Indiquez, s'il vous plaît, le nombre de lignes des enregistrements ci-dessous qui contiennent le mot « bounding ». Donnez uniquement ce nombre.

[Enregistrements d'un jeu de données]

★ ★ ★ ★ ★

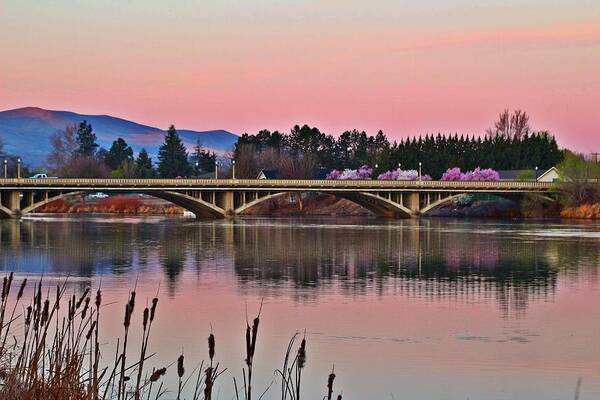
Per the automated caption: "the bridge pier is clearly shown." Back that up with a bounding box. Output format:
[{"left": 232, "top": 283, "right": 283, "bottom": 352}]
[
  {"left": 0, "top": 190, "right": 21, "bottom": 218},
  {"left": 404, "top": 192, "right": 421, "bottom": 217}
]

★ ★ ★ ★ ★

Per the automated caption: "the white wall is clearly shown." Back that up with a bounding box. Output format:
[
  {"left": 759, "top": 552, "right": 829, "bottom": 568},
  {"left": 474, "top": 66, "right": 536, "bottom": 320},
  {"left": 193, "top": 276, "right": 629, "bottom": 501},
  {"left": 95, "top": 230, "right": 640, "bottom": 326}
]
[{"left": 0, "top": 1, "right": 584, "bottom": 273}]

★ ★ ★ ★ ★

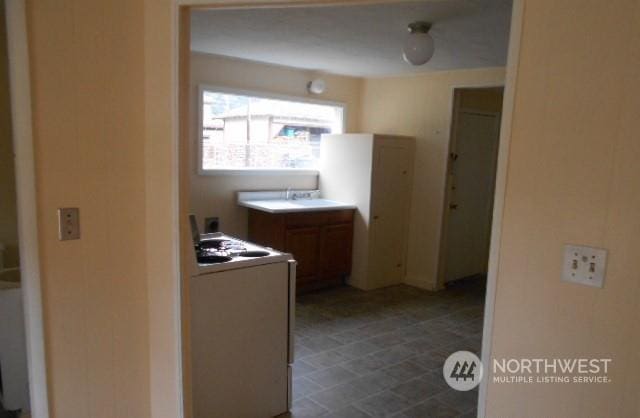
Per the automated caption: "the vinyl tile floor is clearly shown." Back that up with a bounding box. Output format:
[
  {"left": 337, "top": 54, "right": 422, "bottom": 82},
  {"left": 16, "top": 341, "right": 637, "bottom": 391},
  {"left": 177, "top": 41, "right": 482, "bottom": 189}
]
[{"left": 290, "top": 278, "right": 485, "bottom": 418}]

★ ★ ★ ★ ★

## RÉSULTAT
3